### Required tasks
• 1. Answer these questions using the Wangler trial report.
(a) What carbon monoxide level did tests find in Mark Wangler?
(b) What baseline body temperature did records from a routine doctor's visit show for Kathy Wangler?
(c) What position did Dr. Robert B. Forney hold at the coroner's office?
• 2. Reproduce word for word the part of the Wangler trial report that begins at the words "Mark Wangler later" and stops after "level at autopsy.".
• 3. Supply the next part of the Wangler trial report, starting right after its last sentence.

━━━━━ Source passage

Mark Wangler later received oxygen treatment at the hospital after tests determined his carbon monoxide level at 13 percent compared to his wife's nearly 70 percent level at autopsy.
Lead defense attorney Christopher McDowell cited discrepancies in hospital records: Kathy Wangler's body temperature was listed as 94 degrees in one place and 95.5 in another, and the squad report noted the patient had been intubated but the emergency physician indicated the procedure had not occurred because of her fixed mouth and stiff neck.
Under questioning by the defense, Barnett said body temperature varies from person to person in a range of 97 to 99.5 degrees. Medical records from a routine doctor's visit indicated Kathy Wangler's baseline reading at 97.5 degrees.
She also responded to McDowell's questioning that muscles become flaccid following death. Pointing to medical books lying on the defense table, the attorney asked whether she had heard of a certain type of spasm that causes sudden muscle contracture and she answered affirmatively. The cross examination also involved Wangler's statements about his wife's having a seizure.
"You don't seize when you're dead," Barnett said in reference to her opinion on the estimated time of death.
The forensic pathologist reported finding no soot in the dead woman's airway during autopsy, although photographs showed soot traces above a register in the room where she was found. Barnett indicated soot is common in fire victims who breathe in smoke and finding none was more consistent with an internal combustion source.
The presence of pink foamy fluid in the lungs indicated Kathy Wangler was "fighting to breathe" prior to death, according to Barnett.
Dr. Robert B. Forney, chief forensic toxicologist at the coroner's office, pegged the concentration of carbon monoxide level in the dead woman's blood at 69.6 percent. Tests pinpointed the presence of two anti-seizure medications. However, he admitted under questioning from the prosecution that some readily available drugs frequently do not show up in test results, which look for approximately 100 of an estimated 250,000 commonly used chemicals or drugs.

━━━━━━━━━━
━━━━━ Dataset content

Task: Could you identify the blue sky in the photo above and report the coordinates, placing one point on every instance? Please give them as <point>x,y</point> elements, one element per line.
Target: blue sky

━━━━━━━━━━

### Task-by-task outputs
• 1.
(a) 13 percent
(b) 97.5 degrees
(c) Chief forensic toxicologist

• 2.
Mark Wangler later received oxygen treatment at the hospital after tests determined his carbon monoxide level at 13 percent compared to his wife's nearly 70 percent level at autopsy.

• 3.
Mark Wangler looked away when Allen County Prosecutor Juergen Waldick showed a photograph of his wife's body taken in the emergency room. It was the only emotion he exhibited during the daylong proceeding other than shaking his head as if refuting some of the medical testimony.
Law enforcement officers called to the witness stand described what they saw in the home and attached two-car garage. Sgt. Phillip Sherrick said he walked through the unkempt home littered with clothing and shopping bags the morning of Kathy's death. He said he returned the following day after Wangler called to report finding considerable jewelry, multiple credit cards and $1,500 in cash in his wife's Lincoln Continental.
At some point during his second visit, Mark Wangler went into the garage, according to Sherrick's testimony. The officer said he followed and found Wangler "messing with" gas cans near a portable generator, a snowblower and a lawnmower. Upon questioning, the doctor indicated he was merely checking the cans to make sure there was enough gas to mow the lawn, Sherrick testified.
McDowell questioned Sherrick about possible movement of the generator. Sherrick said he had no idea if the generator, snowblower or lawnmower were operable.
Sherrick identified photographs showing soot residue above a register in the upstairs bedroom where Kathy was found. Firefighters found the highest level of carbon monoxide concentration in that room.
He also reported finding the window open and a fan operating in the master bedroom. He noticed a wet area on the master bathroom floor and a sulphur-like smell, attributing the discoveries to Mark Wangler's statements about his wife's causing the toilet to overflow.
Investigator Mark Murphy was grilled by attorneys from the prosecution and defense regarding hoses found in the storage compartment of an older model motorhome parked in the Wangler driveway. There was no attempt to link the hoses to any of the items in the garage.
Testimony resumed at 8:30 a.m. today.